_Problem_
Nothing is to be altered. Print each record in full.

_Task data_

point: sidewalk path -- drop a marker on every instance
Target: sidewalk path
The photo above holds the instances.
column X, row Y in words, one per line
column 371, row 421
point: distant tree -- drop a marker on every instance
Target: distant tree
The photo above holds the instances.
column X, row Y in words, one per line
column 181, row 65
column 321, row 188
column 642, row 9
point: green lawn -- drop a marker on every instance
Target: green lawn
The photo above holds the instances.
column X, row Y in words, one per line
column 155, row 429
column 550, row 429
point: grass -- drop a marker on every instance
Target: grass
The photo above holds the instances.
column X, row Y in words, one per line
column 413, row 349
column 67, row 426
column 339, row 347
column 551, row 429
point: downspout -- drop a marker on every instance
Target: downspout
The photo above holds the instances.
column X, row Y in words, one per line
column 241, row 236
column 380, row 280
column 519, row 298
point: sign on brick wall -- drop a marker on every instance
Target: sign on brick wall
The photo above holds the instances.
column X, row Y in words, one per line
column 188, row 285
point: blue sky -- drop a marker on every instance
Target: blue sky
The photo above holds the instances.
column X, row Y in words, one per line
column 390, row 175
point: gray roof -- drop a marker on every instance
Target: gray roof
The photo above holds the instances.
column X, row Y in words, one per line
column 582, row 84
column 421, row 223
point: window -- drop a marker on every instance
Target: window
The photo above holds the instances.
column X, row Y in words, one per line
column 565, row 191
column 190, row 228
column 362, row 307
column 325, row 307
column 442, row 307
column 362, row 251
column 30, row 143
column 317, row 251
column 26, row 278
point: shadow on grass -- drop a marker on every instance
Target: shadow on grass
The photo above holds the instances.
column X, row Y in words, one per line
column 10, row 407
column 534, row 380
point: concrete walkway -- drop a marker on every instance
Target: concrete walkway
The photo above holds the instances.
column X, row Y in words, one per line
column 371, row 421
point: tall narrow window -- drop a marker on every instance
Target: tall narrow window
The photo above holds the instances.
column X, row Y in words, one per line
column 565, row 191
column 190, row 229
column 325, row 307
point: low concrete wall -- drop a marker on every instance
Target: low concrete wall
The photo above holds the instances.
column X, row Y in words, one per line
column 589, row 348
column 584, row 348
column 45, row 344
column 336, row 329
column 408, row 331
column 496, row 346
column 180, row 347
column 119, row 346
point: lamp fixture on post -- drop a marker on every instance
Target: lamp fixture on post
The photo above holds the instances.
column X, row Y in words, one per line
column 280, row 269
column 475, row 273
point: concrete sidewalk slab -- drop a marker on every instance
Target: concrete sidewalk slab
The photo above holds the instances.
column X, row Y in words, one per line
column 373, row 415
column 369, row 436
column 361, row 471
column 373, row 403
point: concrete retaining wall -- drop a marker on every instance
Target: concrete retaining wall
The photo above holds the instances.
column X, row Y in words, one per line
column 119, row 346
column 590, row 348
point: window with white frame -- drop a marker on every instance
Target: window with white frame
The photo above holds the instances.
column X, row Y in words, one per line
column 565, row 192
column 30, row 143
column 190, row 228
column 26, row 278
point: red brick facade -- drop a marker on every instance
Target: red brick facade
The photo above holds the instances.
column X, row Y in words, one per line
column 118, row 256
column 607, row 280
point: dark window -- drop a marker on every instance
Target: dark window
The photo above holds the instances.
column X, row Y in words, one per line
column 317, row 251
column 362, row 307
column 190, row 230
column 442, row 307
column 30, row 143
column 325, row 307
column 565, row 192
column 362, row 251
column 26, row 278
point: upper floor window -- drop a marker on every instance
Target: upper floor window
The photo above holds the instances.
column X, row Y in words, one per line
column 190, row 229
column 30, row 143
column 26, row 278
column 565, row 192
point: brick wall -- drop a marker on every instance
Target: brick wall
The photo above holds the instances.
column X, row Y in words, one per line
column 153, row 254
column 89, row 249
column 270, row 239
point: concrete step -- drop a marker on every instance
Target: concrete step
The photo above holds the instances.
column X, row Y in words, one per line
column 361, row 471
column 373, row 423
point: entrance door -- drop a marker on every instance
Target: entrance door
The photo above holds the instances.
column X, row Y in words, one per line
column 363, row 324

_Result of this task_
point: sidewalk path -- drop a marker on every instance
Target: sidewalk path
The photo above holds the instances.
column X, row Y in words, one per line
column 371, row 421
point: distant tree -- drop a marker on every instance
Target: distant tree
The photo above holds the instances.
column X, row Y in words, one per line
column 181, row 65
column 321, row 188
column 642, row 9
point: green lawn -- drop a marker on every instance
Target: green lawn
The photo above holds the instances.
column X, row Y in words, one per line
column 155, row 429
column 550, row 429
point: grass -- drop a marker on every instance
Target: grass
The photo above holds the instances.
column X, row Y in words, one per line
column 413, row 349
column 67, row 426
column 339, row 347
column 551, row 429
point: downspout -- drop a marker on every instance
Target: downspout
The photo above holds the instances.
column X, row Y in words, one per line
column 241, row 236
column 380, row 280
column 519, row 298
point: sign on brick wall -- drop a marker on every instance
Target: sign on brick wall
The photo above holds the instances.
column X, row Y in words, one per line
column 188, row 285
point: blue sky -- drop a marker on every instance
Target: blue sky
The photo above holds the instances.
column X, row Y in words, one per line
column 390, row 175
point: gray roof -- drop a marker on every instance
Target: gray roof
The photo above holds the instances.
column X, row Y in words, one per line
column 582, row 84
column 421, row 223
point: window -- drop a marker on every instance
Target: window
The photo above holds the instances.
column X, row Y in words, one per line
column 565, row 191
column 190, row 228
column 362, row 307
column 325, row 307
column 442, row 307
column 362, row 251
column 30, row 143
column 317, row 251
column 26, row 278
point: shadow on grass -- drop a marker on every instance
Target: shadow on grass
The photo above holds the instances.
column X, row Y in words, one per line
column 10, row 407
column 534, row 380
point: concrete walkway -- drop a marker on every instance
Target: concrete walkway
The photo above holds the instances.
column X, row Y in words, one per line
column 371, row 421
point: tall narrow window -- drop a marker on every instance
Target: tall narrow window
The photo above holds the instances.
column X, row Y in words, one per line
column 565, row 191
column 190, row 229
column 325, row 307
point: low concrete wall -- drop a marker on every instance
Target: low concrete wall
The photo above holds the instances.
column X, row Y in words, one per line
column 589, row 348
column 584, row 348
column 45, row 344
column 336, row 329
column 408, row 331
column 496, row 346
column 180, row 347
column 119, row 346
point: lamp fixture on post -- drop a marker on every instance
Target: lamp fixture on post
The photo above holds the instances.
column X, row Y in words, one per line
column 280, row 269
column 475, row 273
point: concrete sidewalk slab -- drop a marker on every instance
Target: concrete sidewalk slab
The photo above holds the instances.
column X, row Y in words, one per line
column 373, row 415
column 369, row 436
column 361, row 471
column 373, row 403
point: concrete retaining wall -- drop a marker on every instance
Target: concrete retaining wall
The photo above holds the instances.
column X, row Y in words, one per line
column 119, row 346
column 590, row 348
point: window with white frame -- drop a marker on every instance
Target: window with white frame
The photo above holds the instances.
column X, row Y in words, one per line
column 565, row 192
column 30, row 143
column 190, row 228
column 26, row 278
point: red brick facade -- drop a marker on every instance
Target: red brick facade
The photo above holds the instances.
column X, row Y in words, one per line
column 118, row 256
column 607, row 280
point: dark window -- drop a marker on every instance
Target: dark window
The photo above holds the instances.
column X, row Y in words, one per line
column 317, row 251
column 362, row 307
column 190, row 230
column 442, row 307
column 30, row 143
column 325, row 307
column 565, row 192
column 362, row 251
column 26, row 278
point: upper floor window -- drop a marker on every instance
Target: upper floor window
The photo above holds the instances.
column X, row Y in words, one per line
column 190, row 229
column 30, row 143
column 26, row 278
column 565, row 192
point: brick wall -- drop a marker on every instance
Target: brick wall
The photo above holds the instances.
column X, row Y in words, one per line
column 153, row 254
column 89, row 249
column 270, row 239
point: concrete step -- drop a marker on every instance
Target: concrete step
The photo above holds the instances.
column X, row Y in words, one per line
column 361, row 471
column 373, row 423
point: entrance door -- drop a marker on every instance
Target: entrance door
The photo above holds the instances.
column X, row Y in words, one per line
column 363, row 324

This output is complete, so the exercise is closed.